» 課題の目的:
以下の行を、空行を除き1行につき1つの文字列とするJSON配列で示してもらえますか。

/---

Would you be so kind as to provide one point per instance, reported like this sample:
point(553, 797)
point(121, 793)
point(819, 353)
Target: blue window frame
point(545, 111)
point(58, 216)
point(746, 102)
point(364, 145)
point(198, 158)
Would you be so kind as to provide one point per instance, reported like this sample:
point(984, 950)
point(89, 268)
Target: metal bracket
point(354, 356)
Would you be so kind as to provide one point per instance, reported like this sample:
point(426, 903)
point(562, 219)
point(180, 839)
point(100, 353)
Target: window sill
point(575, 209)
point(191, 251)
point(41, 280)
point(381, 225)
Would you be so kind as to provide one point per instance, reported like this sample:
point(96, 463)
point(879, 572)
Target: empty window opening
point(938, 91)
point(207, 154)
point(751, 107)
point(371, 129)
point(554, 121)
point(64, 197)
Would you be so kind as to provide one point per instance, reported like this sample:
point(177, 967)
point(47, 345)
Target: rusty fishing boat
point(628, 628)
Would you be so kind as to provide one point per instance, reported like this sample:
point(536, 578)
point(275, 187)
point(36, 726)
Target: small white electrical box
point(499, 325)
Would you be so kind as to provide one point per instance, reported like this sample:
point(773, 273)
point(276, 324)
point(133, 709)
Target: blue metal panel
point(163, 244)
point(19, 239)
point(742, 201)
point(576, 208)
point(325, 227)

\---

» 課題の解答:
[
  "Would you be so kind as to provide one point per instance, reported like this sample:",
  "point(553, 797)",
  "point(121, 793)",
  "point(819, 353)",
  "Target: blue window frame",
  "point(545, 111)",
  "point(58, 216)",
  "point(746, 102)",
  "point(364, 145)",
  "point(198, 158)",
  "Would you be so kind as to provide one point per instance, reported like this sample:",
  "point(984, 950)",
  "point(89, 268)",
  "Target: metal bracket",
  "point(354, 356)",
  "Would you be so kind as to provide one point per instance, reported like this sample:",
  "point(426, 903)",
  "point(562, 219)",
  "point(180, 839)",
  "point(100, 353)",
  "Target: window sill",
  "point(575, 209)",
  "point(191, 251)",
  "point(41, 280)",
  "point(381, 225)",
  "Would you be so kind as to provide one point per instance, reported like this sample:",
  "point(96, 463)",
  "point(879, 572)",
  "Target: empty window opening",
  "point(938, 91)",
  "point(207, 154)",
  "point(751, 107)",
  "point(371, 129)",
  "point(554, 121)",
  "point(64, 197)",
  "Would you be so kind as to provide one point per instance, reported like this sample:",
  "point(177, 967)",
  "point(47, 345)",
  "Target: rusty fishing boat",
  "point(628, 628)",
  "Would you be so kind as to provide one point per instance, reported like this sample:",
  "point(536, 578)",
  "point(275, 187)",
  "point(36, 726)",
  "Target: small white electrical box",
  "point(499, 325)",
  "Would you be so kind as to provide one point per instance, reported like this sample:",
  "point(773, 273)",
  "point(276, 324)",
  "point(133, 709)",
  "Target: blue metal panel",
  "point(163, 244)",
  "point(19, 239)",
  "point(742, 201)",
  "point(576, 208)",
  "point(325, 227)"
]